Passage to read ▸
*-*-*

I had every intention as a new mom for Braden to sleep in his own bed. We bought the crib (off Craiglist) and had everything set up, ready to go. Even after attending one of those baby classes, his dad and I rushed home to remove the bumper… Because those were not allowed. We were ready. I was ready.
But, Braden had other plans. Braden did not want to sleep in his crib. He did not even want to sleep in his cradle. He didn’t want to sleep anywhere other than being cradled in the arms of anybody.
I can remember the first night home from the hospital so vividly. His dad and I unable to sleep… And of course Braden crying. We had heard about the amazingness of a sound machine. I invested in one, and at about 10pm, the first night home we plugged it in. I remember Bradens dad holding Braden up to the machine, as if that in of itself would make him go to sleep. I am able to laugh at this image now, but at the time my hormones and emotions were all over the place, and i snuggled Braden back into my arms on the couch in the den. And there I slept for 2 whole months – with Braden safe and sound on my chest. I became the granola mom I never thought I would be.

*-*-*

(Segmentation mask data)
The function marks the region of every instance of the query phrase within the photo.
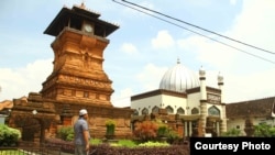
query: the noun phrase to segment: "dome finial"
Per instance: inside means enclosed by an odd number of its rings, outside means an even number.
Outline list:
[[[177,57],[177,64],[180,64],[180,59],[179,59],[179,57]]]

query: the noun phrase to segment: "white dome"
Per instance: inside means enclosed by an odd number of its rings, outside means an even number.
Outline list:
[[[177,65],[169,68],[163,76],[160,89],[186,92],[187,89],[199,87],[199,78],[194,71],[177,62]]]

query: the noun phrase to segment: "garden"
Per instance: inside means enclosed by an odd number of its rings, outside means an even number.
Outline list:
[[[183,139],[160,122],[144,121],[136,125],[134,137],[131,140],[116,140],[116,122],[106,122],[106,139],[91,139],[91,151],[97,155],[189,155],[189,146]],[[74,131],[72,126],[64,126],[57,131],[58,139],[48,139],[45,144],[50,147],[61,147],[65,153],[74,153]]]

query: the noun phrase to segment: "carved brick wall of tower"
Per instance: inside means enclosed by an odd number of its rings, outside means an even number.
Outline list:
[[[65,29],[52,43],[54,69],[43,84],[43,98],[111,106],[112,81],[102,68],[108,44],[107,38]]]

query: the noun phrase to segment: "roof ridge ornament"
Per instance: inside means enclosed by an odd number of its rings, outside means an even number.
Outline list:
[[[180,64],[180,59],[179,59],[179,57],[177,58],[177,64]]]

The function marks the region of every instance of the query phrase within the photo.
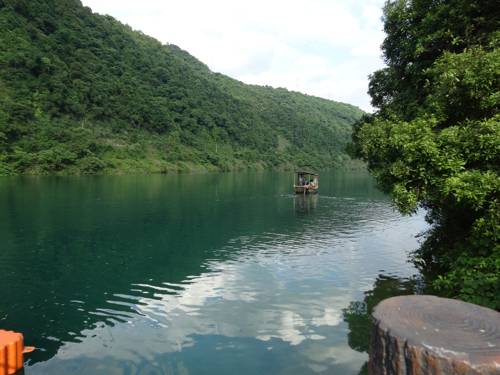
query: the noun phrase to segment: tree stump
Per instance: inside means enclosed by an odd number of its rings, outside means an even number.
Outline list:
[[[432,296],[380,302],[372,313],[370,375],[500,374],[500,313]]]

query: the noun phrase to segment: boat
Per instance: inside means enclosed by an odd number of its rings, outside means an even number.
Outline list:
[[[294,172],[294,188],[297,194],[318,192],[318,174],[308,170]]]

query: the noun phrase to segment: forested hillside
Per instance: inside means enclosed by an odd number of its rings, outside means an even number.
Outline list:
[[[363,114],[212,73],[78,0],[0,0],[0,175],[354,168]]]

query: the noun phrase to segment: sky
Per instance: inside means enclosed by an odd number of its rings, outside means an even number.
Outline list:
[[[384,66],[384,0],[82,0],[249,84],[282,87],[368,112]]]

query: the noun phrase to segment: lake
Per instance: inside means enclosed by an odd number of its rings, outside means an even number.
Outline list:
[[[420,293],[427,224],[364,172],[0,178],[0,328],[26,374],[342,374]]]

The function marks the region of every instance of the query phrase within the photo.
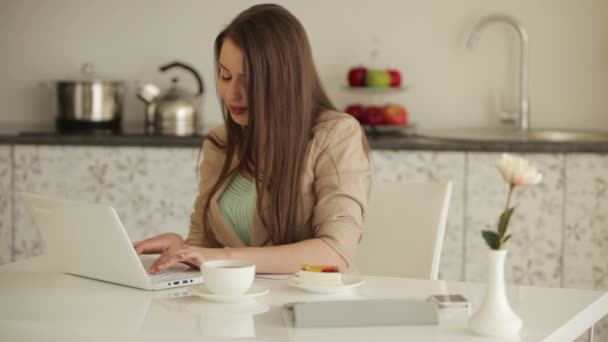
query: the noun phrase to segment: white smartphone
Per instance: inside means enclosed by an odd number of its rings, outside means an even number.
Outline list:
[[[469,300],[460,294],[432,295],[429,296],[429,299],[440,308],[468,308],[471,306]]]

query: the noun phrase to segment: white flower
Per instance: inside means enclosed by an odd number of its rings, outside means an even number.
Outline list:
[[[511,185],[534,185],[543,178],[535,167],[523,158],[503,153],[496,167],[505,181]]]

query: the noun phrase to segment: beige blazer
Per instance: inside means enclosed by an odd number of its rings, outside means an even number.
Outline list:
[[[213,132],[225,141],[224,127],[216,128]],[[297,241],[311,238],[323,240],[346,260],[349,267],[352,266],[363,233],[372,174],[371,156],[364,150],[362,139],[363,130],[352,116],[334,111],[319,116],[305,156],[302,182],[304,210],[298,218],[298,226],[303,228],[296,232]],[[228,181],[211,198],[208,213],[208,222],[220,246],[207,238],[203,229],[206,196],[217,180],[225,158],[224,150],[205,140],[199,193],[191,215],[187,244],[202,247],[245,246],[224,222],[218,206]],[[232,168],[237,163],[234,160]],[[268,204],[263,205],[266,207]],[[251,226],[251,246],[261,246],[267,236],[256,210]],[[266,245],[272,245],[272,242],[266,241]]]

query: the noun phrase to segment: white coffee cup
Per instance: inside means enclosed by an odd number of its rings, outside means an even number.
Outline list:
[[[212,260],[201,265],[205,286],[218,295],[240,295],[251,287],[255,264],[243,260]]]

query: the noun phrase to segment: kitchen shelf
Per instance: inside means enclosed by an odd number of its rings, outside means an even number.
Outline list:
[[[353,93],[359,94],[397,94],[402,93],[406,90],[409,90],[409,86],[401,86],[401,87],[390,87],[390,88],[380,88],[380,87],[351,87],[348,85],[342,86],[342,89],[351,91]]]

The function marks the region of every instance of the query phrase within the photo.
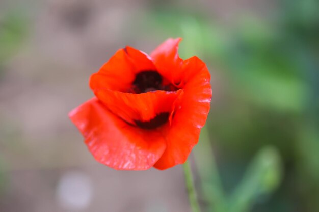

*-*-*

Work request 1 ▸
Copy word for word the part of the passage about Braden's sleep, starting with "I had every" and going on through "I was ready.".
Work request 2 ▸
Write the next part of the passage about Braden's sleep, picking up after its final sentence.

Your response 1 ▸
I had every intention as a new mom for Braden to sleep in his own bed. We bought the crib (off Craiglist) and had everything set up, ready to go. Even after attending one of those baby classes, his dad and I rushed home to remove the bumper… Because those were not allowed. We were ready. I was ready.

Your response 2 ▸
Let’s flash forward to 20 months later. Currently, Braden is safe and sound asleep next to me in bed. If he had his way, he’d still be nestled ontop of my chest, in the crook of my arm, or a hand tangled into my hair. He loves to snuggle. “Gungle” as he calls it. I do not. I’ve learned to love it, because that’s what my son loves. Remember, I’m a granola mom now 🙂 But, if I had my way, Braden would be safe and sound asleep in his own bed or crib in his room…
Well, that may not be all true. You see, as a mom to a very loving, sweet, sensitive and snuggly child, I’ve learned to be all of those things. Not necessarily to everyone in my life, but most certainly to him. It became this natural instinct of mine that I have embraced fully. But, that’s not to say I’m not looking forward to him sleeping on his own – because I am. But, I will be patient. I truly believe there will be a time where he lets me know, that he’s ready. So, until that moment happens we will sleep side by side. A snuggle here and there. A held hand here and there. How could I deny him such sweet and innocent gestures of love?
Sometimes he’ll wake before I’m ready to jump into bed. I hear him rustling through the monitor, and then I see him sit up in bed. A slightly distressed, “mommy”, is called out. Eyes squinting… Barely open. I quietly enter the room and remind him I’m still here. That everything is okay. And whisper to him to lay back down on his pillow. I slowly crawl into bed with him and rub his little head. He nestles in warmly Inbetween our 2 pillows, holding out his hand for me to hold. And when I do, I see the tiniest form of a smile and a little sigh of relief – eyes still shut. I watch this feeling of comfort take over him. His little piece of a midnight snack. He feels safe. And that, makes it all worth it.